» **Data for this exercise**
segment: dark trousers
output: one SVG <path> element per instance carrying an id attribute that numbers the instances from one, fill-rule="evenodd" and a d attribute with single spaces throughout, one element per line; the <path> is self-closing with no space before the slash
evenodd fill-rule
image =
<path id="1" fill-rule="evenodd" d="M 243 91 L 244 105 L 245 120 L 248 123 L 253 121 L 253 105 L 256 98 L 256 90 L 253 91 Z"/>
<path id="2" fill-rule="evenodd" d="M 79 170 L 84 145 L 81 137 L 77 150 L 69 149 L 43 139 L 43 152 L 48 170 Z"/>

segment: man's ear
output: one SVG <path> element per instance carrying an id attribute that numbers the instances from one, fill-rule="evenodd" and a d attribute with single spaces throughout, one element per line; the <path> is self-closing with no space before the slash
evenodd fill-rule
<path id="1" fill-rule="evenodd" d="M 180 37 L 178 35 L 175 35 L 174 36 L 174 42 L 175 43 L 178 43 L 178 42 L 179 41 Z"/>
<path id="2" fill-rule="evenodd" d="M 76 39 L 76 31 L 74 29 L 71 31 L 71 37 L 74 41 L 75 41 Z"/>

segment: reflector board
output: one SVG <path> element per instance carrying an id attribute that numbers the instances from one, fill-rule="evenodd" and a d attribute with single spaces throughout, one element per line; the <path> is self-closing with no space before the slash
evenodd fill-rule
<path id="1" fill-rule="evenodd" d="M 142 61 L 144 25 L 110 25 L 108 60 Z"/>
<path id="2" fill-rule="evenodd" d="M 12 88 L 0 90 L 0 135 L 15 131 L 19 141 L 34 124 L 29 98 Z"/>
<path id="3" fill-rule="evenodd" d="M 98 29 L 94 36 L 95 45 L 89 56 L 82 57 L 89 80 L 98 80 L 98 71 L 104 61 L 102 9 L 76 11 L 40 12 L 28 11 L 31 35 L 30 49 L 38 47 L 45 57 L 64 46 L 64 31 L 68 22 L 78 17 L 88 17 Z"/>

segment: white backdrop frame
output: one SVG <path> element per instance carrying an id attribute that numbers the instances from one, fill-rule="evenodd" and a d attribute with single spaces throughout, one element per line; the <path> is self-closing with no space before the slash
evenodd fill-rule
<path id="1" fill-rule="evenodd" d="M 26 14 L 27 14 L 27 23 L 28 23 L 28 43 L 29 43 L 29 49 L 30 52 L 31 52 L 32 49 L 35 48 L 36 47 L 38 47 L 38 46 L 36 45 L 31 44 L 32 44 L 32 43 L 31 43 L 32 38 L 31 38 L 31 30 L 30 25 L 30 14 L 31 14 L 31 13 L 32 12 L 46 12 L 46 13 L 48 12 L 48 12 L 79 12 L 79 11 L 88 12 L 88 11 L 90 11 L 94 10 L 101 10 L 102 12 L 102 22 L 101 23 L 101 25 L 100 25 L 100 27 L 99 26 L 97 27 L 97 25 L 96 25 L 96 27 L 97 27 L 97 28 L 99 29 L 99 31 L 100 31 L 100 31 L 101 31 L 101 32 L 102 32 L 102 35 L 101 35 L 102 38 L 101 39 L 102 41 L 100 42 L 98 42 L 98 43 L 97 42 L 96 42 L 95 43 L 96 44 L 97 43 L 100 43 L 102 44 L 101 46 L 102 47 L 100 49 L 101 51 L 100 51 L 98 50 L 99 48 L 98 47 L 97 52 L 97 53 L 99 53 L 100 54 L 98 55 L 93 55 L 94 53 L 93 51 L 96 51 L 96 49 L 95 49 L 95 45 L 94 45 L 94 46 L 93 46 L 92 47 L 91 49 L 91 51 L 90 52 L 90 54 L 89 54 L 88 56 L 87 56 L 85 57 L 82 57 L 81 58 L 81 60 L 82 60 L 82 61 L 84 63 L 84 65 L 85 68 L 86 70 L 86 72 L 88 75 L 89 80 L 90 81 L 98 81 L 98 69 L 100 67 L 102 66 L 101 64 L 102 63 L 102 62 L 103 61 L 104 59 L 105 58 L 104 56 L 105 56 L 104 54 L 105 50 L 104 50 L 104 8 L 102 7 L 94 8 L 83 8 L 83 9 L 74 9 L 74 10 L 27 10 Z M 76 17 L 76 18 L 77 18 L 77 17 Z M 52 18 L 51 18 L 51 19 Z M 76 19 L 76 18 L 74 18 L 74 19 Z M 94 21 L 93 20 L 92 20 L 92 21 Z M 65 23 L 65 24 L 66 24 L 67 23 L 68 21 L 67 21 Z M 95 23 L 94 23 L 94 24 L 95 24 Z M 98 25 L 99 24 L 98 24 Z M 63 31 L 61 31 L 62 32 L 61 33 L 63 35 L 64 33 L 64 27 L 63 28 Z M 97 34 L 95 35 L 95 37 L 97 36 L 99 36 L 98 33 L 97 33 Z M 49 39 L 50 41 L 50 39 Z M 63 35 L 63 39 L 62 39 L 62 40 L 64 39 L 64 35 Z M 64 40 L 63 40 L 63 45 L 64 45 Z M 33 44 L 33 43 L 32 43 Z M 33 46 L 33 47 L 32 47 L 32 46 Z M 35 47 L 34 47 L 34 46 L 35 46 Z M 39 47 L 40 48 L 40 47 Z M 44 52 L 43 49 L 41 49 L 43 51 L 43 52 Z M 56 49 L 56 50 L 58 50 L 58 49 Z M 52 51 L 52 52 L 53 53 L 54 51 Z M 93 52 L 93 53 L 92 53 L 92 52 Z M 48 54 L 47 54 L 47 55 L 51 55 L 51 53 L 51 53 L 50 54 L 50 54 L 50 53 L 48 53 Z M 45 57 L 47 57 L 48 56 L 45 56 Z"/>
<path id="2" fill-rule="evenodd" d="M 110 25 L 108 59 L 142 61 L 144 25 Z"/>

» **The exercise**
Copy the material from its first line through the line holding "79 170 L 84", inclusive, changing "dark" to "black" and leaving the rest as it is. Give back only those lines.

» **Final result**
segment: black trousers
output: one SVG <path> element per instance carrying an id attribute that numbers the instances from one, fill-rule="evenodd" and a d attribute with single spaces throughout, one element per line; the <path> is self-closing with no space before the slash
evenodd fill-rule
image =
<path id="1" fill-rule="evenodd" d="M 243 91 L 244 105 L 245 120 L 248 123 L 253 121 L 253 105 L 256 98 L 256 90 L 253 91 Z"/>
<path id="2" fill-rule="evenodd" d="M 79 170 L 84 145 L 81 137 L 77 150 L 69 149 L 43 139 L 43 152 L 48 170 Z"/>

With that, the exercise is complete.